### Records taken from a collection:
◆ ◆ ◆ ◆ ◆ ◆ ◆
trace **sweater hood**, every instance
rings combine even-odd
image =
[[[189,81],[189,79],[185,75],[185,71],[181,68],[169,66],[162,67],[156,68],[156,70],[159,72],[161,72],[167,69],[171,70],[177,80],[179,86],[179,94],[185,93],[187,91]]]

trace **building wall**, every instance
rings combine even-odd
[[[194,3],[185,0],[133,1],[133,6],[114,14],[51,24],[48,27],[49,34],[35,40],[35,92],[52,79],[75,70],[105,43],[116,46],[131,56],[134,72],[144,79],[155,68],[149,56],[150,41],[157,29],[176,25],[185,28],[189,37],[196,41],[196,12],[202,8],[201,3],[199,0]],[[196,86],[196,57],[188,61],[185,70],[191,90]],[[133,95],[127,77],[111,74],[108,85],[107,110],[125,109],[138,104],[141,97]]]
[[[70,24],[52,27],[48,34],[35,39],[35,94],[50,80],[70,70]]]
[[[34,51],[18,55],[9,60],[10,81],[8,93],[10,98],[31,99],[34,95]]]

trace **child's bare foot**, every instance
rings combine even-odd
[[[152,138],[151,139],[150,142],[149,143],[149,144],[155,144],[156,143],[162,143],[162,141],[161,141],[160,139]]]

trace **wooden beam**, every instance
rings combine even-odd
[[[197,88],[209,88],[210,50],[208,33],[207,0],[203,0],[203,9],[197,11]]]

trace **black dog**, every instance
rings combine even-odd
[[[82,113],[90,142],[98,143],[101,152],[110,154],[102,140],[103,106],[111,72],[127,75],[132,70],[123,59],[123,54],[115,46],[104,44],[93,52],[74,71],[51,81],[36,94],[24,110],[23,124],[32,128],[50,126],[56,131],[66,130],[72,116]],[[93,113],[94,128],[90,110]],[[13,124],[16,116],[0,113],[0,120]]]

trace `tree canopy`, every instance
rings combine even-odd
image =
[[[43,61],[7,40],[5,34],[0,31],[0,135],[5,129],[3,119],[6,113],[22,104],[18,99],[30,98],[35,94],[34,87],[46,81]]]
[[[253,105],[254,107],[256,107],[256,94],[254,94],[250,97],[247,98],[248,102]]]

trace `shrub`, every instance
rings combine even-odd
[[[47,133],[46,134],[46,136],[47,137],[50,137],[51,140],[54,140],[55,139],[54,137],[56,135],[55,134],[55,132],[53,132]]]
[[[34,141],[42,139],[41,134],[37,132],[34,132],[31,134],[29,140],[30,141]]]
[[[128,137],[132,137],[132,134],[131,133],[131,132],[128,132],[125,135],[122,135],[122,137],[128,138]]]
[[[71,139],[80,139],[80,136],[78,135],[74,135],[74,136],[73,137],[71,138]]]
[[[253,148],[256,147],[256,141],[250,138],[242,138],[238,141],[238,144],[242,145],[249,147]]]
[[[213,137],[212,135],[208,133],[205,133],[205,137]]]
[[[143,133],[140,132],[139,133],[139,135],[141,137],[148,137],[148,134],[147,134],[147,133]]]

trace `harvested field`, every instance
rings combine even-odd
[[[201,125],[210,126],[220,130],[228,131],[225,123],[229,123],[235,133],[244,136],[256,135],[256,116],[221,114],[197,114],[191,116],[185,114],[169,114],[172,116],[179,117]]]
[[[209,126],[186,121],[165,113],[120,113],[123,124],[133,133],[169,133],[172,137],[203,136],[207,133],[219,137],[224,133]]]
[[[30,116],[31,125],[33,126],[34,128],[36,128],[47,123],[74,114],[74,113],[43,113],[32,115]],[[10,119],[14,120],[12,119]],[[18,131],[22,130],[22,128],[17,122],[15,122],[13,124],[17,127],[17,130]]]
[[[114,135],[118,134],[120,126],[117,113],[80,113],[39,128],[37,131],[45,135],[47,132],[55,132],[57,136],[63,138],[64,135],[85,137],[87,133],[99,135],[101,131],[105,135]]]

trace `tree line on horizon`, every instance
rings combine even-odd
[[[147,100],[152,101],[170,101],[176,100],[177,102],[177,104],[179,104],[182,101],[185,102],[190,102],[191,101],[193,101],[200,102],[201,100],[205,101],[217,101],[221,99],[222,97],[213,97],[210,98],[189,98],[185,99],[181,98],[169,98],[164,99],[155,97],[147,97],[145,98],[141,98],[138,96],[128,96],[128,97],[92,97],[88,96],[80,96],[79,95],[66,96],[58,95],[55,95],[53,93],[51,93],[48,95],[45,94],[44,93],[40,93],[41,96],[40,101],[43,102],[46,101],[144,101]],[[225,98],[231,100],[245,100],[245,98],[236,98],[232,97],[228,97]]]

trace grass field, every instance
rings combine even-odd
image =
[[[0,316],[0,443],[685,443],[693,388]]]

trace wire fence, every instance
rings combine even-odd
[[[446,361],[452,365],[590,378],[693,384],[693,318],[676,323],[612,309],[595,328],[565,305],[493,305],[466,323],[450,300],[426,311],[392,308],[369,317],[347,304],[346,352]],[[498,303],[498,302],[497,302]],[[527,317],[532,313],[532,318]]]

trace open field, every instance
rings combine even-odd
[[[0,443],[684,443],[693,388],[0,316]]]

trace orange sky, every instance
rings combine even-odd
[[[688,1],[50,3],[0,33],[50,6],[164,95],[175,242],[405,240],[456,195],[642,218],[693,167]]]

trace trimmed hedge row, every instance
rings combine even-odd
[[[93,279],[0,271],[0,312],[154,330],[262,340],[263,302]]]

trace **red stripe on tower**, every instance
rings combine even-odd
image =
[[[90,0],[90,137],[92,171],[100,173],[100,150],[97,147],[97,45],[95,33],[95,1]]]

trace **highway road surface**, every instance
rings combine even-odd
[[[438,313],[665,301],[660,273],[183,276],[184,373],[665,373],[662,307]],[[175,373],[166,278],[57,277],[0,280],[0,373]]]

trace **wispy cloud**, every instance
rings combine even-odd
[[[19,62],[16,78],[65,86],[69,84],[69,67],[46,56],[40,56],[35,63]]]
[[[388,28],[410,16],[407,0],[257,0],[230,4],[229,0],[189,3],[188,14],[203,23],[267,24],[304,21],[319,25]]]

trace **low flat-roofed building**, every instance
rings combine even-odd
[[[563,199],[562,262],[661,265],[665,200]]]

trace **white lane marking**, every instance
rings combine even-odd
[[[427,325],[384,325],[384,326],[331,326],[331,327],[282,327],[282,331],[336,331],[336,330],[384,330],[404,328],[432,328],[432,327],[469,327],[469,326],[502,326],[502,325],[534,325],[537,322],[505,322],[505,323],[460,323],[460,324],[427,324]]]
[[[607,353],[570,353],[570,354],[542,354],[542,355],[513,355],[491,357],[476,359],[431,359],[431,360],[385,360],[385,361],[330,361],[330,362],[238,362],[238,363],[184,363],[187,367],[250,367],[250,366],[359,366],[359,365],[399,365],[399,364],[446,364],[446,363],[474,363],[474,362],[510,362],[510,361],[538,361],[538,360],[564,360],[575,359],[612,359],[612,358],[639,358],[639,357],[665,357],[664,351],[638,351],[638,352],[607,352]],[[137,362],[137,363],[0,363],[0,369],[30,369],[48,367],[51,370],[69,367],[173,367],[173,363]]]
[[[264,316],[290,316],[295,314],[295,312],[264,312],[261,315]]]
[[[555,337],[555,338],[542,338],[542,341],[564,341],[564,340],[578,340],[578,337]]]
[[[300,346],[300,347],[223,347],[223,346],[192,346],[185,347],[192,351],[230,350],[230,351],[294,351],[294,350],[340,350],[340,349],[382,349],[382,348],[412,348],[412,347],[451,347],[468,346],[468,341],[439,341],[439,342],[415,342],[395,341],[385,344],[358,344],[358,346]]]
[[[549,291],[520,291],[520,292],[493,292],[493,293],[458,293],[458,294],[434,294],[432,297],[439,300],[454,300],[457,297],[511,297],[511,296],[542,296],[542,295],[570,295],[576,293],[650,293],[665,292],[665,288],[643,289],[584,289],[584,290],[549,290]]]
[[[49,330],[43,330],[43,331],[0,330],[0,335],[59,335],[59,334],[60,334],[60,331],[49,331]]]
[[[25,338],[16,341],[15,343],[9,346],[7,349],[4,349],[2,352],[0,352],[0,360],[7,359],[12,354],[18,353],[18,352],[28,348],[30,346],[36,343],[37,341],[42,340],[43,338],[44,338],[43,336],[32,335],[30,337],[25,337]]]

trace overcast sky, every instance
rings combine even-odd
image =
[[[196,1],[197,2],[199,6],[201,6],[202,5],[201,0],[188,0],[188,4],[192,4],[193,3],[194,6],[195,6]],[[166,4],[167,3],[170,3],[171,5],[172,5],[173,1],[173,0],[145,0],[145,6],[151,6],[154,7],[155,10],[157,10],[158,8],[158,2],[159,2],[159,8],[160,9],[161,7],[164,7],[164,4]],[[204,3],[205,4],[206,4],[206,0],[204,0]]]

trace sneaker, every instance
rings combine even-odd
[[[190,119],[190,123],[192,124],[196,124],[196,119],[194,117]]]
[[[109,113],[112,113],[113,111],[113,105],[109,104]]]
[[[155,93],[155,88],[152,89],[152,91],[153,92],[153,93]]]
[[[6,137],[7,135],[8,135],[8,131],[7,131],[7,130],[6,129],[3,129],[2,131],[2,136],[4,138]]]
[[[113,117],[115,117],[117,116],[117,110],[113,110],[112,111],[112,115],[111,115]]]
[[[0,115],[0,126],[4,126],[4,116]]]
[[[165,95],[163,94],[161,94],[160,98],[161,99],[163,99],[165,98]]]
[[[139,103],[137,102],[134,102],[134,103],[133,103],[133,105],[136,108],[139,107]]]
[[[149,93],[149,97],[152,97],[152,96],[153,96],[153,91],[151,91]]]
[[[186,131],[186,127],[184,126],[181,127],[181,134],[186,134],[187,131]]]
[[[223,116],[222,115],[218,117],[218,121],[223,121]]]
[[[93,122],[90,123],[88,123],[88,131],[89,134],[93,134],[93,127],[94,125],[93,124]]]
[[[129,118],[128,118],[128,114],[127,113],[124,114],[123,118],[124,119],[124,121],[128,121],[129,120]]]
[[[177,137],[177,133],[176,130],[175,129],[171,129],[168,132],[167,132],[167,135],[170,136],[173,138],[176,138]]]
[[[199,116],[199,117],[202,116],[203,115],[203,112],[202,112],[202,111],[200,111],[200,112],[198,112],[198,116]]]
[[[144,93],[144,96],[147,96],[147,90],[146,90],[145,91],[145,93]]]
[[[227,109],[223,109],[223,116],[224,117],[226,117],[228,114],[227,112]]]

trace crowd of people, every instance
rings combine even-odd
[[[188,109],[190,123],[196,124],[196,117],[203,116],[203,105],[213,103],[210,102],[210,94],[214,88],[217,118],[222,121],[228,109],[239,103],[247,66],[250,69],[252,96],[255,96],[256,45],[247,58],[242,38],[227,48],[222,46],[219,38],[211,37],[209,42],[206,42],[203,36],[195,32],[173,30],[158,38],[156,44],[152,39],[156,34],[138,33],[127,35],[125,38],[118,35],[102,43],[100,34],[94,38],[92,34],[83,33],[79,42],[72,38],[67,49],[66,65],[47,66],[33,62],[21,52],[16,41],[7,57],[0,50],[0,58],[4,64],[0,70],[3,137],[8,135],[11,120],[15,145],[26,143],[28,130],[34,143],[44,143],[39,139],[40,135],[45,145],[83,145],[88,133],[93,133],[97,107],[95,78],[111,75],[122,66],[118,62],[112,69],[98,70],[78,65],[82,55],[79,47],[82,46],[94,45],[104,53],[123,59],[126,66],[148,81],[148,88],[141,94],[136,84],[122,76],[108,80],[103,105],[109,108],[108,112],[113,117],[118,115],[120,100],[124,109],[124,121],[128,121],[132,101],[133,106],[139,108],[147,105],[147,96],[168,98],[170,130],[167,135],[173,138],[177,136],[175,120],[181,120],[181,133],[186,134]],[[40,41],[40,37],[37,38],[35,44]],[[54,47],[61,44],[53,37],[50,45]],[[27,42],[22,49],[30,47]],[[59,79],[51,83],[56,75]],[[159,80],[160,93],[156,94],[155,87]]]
◆ ◆ ◆ ◆ ◆ ◆ ◆
### Task to carry out:
Can you pull out, word for word, the stretch of lines that opens with the line containing "trace **highway road" and closes with the line containing "[[[563,199],[562,262],[661,265],[665,200]]]", including both of those lines?

### Task answer:
trace **highway road surface**, every instance
rings combine even-odd
[[[438,313],[665,301],[660,273],[183,276],[184,373],[665,373],[662,307]],[[175,373],[166,278],[57,277],[0,280],[0,373]]]

trace **wispy cloud**, every instance
rings combine even-odd
[[[19,62],[16,78],[65,86],[69,84],[69,67],[46,56],[40,56],[35,63]]]
[[[388,28],[410,16],[407,0],[257,0],[230,4],[229,0],[189,3],[188,14],[203,23],[267,24],[304,21],[319,25]]]

trace **low flat-roofed building**, every instance
rings combine even-odd
[[[563,199],[562,262],[661,265],[665,200]]]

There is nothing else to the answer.